The task → Copy, from the listing, every line in which the string "parking" is present.
· · ·
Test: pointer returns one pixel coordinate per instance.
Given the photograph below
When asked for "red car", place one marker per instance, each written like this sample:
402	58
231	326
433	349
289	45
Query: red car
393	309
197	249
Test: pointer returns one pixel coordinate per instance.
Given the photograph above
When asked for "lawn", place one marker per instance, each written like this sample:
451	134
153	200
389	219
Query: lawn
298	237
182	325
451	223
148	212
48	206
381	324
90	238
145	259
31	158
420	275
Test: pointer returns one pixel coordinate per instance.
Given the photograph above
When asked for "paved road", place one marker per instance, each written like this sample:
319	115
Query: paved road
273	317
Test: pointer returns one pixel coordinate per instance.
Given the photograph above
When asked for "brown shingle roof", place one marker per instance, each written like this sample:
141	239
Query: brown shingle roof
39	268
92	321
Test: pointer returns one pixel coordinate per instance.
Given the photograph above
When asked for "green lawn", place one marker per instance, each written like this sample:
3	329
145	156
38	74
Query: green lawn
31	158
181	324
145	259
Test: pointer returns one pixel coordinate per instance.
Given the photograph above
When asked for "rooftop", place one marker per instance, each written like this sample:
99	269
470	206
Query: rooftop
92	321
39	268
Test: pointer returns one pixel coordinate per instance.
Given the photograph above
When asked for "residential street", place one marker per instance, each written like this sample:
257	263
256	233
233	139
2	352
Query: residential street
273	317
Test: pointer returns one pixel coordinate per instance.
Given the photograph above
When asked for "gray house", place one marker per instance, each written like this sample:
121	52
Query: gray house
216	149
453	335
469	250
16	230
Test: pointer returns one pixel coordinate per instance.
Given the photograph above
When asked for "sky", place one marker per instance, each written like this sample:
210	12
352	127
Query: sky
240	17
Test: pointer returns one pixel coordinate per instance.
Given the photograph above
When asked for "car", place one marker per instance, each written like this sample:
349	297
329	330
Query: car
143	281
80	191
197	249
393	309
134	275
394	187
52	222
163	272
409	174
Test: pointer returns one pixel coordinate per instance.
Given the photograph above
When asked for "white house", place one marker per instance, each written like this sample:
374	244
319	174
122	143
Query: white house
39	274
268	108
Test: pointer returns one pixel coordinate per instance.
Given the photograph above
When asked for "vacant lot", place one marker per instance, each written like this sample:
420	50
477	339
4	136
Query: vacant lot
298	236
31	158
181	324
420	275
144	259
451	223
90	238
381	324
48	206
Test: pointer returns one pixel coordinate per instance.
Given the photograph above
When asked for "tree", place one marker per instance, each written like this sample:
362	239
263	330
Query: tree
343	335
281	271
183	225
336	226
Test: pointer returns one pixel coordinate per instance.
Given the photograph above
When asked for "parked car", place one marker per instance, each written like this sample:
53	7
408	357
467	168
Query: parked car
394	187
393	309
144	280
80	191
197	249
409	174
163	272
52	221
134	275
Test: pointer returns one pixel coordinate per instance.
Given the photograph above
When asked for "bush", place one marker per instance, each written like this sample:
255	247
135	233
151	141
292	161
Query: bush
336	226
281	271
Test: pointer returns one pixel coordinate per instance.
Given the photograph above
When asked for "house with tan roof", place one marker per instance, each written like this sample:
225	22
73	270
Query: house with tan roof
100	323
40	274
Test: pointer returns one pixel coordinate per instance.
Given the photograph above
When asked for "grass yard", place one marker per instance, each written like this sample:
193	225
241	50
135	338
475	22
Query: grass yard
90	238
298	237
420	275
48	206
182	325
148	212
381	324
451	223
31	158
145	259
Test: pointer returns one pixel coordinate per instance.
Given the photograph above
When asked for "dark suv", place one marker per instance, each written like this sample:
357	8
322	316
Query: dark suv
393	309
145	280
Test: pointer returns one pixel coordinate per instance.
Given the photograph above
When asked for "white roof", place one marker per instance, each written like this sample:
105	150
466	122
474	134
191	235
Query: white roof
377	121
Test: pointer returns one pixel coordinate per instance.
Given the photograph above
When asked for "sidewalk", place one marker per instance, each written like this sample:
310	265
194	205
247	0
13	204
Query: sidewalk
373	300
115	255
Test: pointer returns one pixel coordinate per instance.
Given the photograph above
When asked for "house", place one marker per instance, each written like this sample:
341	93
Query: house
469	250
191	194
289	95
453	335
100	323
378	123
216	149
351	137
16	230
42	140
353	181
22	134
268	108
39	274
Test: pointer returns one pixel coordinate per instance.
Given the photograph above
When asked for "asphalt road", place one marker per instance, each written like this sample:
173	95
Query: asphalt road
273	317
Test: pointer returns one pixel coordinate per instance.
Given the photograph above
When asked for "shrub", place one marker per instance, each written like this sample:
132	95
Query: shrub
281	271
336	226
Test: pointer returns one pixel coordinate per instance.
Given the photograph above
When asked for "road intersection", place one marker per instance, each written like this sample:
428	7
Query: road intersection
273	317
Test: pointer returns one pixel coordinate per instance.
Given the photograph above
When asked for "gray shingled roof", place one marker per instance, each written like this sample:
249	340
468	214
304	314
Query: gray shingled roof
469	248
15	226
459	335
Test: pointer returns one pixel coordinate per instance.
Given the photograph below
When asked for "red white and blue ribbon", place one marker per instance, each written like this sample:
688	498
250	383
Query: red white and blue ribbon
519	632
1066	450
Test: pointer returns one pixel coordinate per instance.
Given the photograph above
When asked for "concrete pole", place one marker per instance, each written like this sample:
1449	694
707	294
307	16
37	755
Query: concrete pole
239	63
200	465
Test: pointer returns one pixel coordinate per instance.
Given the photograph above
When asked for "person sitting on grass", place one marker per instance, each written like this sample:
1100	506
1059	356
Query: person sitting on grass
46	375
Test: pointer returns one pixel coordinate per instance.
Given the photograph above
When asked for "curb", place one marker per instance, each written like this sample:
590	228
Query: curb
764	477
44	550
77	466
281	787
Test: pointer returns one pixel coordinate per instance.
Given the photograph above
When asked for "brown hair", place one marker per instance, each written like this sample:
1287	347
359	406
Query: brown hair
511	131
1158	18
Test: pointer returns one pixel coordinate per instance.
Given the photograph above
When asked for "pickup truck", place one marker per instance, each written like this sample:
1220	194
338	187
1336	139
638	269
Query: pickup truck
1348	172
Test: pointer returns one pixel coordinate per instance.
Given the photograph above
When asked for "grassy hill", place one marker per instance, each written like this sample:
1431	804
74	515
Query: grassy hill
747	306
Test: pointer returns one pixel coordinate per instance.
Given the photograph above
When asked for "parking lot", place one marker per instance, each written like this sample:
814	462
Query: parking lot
· · ·
Written answer →
When asked for "parking lot", place one marker per instance, each written like this sample:
Query: parking lot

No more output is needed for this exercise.